*Instructions*:
(a) List the body parts that, according to the blog post on unfolding, an onion's sting invades.
(b) Extend the blog post on unfolding past its last sentence.

*Document passage*:
Saturday, December 18, 2010


Oh, the delightful complications of having more than one blog…  For example, I have this blog right here, where I muse, and pretty much pour my heart out, and I have my newer blog, Snapshots, dedicated to photography, and growing as an artist in that arena. (Big step, btw, to use the word artist… .) I still post some pictures here, mostly more personal ones, but for the most part, I haven’t overlapped, because I don’t know if folks out there check out both blogs.

So, apologies if you’ve already seen this picture. But I wanted to post it here also, partly because I love it and think it’s really beautiful, and also, mostly, because I love the title that presented itself, along with its stirring and thought-provoking implications for life.


Everything unfolds. Life unfolds. Moments, hours, and days unfold. Seasons unfold, as does weather. A wave in the ocean unfolds. A piece of writing, a work of art, unfold. The universe is unfolding, as are we, individually, collectively, as a species. Journeys, paths, directions, unfold, like maps, revealing the way as they do.

I was struck by many things as I stared at this photo. How simply perfect the flower is. How beautifully it unfolds. The gentle sweetness of its petals, how they curl so gracefully, over time, away from the middle. The way the center is protected, merely a suggestion, a potential, an idea; a mystery until it is revealed. Yet it exists, in its fullness, from the very beginning. Or does it? Do we know if it lies there, perfectly formed, waiting? Or, is it altered, created by the very process of unfolding? And the center itself, the grand finale, once exposed, not only a marvel to look at, but a miracle in itself, lush, nurturing, life-giving and sustaining.

In psychotherapy, the metaphor of an onion is often used to describe how in the process of therapy, layers and layers open and fall away, accessing deeper and deeper parts of our selves, our psyches, our most "true" beings. But right now, I am lovin' the idea of a rose so much more. For one thing, a rose smells oh so much better than an onion (not that it doesn't stink, sometimes to high heaven, lying on the couch, those layers being pried reluctantly off...). Unlike an onion, if a rose makes me cry, it's from the sheer beauty of it, not the overwhelming sting invading my eyes, nose, mouth, sinuses. I like that as a rose unfolds, it stays intact, whole, as it peels itself away, there to hold, witness, help contain, continue as part of the beauty and process.

Saved data entries
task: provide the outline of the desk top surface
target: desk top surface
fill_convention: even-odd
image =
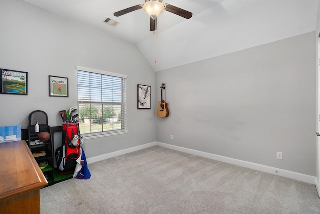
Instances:
[[[0,144],[0,200],[48,184],[24,140]]]

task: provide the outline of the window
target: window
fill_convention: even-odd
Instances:
[[[81,134],[94,138],[126,133],[126,76],[76,68]]]

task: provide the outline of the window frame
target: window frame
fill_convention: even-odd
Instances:
[[[78,107],[79,107],[79,100],[78,100],[78,72],[90,72],[90,73],[93,73],[93,74],[102,74],[102,75],[106,75],[106,76],[113,76],[113,77],[116,77],[116,78],[120,78],[122,79],[124,79],[125,80],[126,80],[127,78],[127,76],[126,75],[124,75],[124,74],[116,74],[116,73],[114,73],[114,72],[106,72],[106,71],[104,71],[104,70],[96,70],[96,69],[93,69],[93,68],[84,68],[84,67],[82,67],[82,66],[76,66],[76,74],[77,74],[77,78],[76,78],[76,82],[77,82],[77,90],[76,90],[76,92],[77,92],[77,104],[78,104]],[[110,131],[105,131],[105,132],[94,132],[94,133],[88,133],[88,134],[82,134],[82,136],[83,136],[84,138],[85,138],[86,139],[93,139],[93,138],[103,138],[103,137],[105,137],[105,136],[116,136],[116,135],[118,135],[118,134],[128,134],[128,128],[126,126],[126,122],[127,122],[127,114],[126,114],[126,106],[127,106],[127,102],[126,102],[126,86],[124,86],[124,88],[122,88],[122,90],[124,90],[124,91],[122,92],[122,96],[124,96],[124,98],[122,98],[122,99],[124,99],[124,114],[125,114],[125,118],[126,118],[126,121],[125,121],[125,128],[124,130],[110,130]],[[94,103],[95,102],[91,102],[92,103]],[[80,111],[80,110],[78,110]],[[81,128],[81,127],[80,127],[80,128]],[[81,131],[81,129],[80,130]]]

*Answers to the exercise*:
(a) eyes, nose, mouth, sinuses

(b)
I "blame" all my current troubles on the dolphins. (Pardon the lack of segue, but don't worry, we'll come back around...) Tongue-seriously-in-cheek, of course (about the dolphins, not coming full circle.) Five years ago, when I challenged just about every fear I had, and traveled by myself across the country, over to the tiny little Bahaman island of Bimini, to live for a week on a very small boat with nine perfect strangers (and swim with dolphins :) , I likened the process then to stepping outside of a box. A very small box that I had kept myself folded neatly inside of, a severely cramped space, where because of fear, conventions, ignorance, fear, ideas of right and wrong and survival, fear, needing to be good, accommodating, selfless (though try as I might, I always failed pretty miserably at this last one), and where I'd stayed most all my life (except a few semi-rowdy teen years), without even knowing it.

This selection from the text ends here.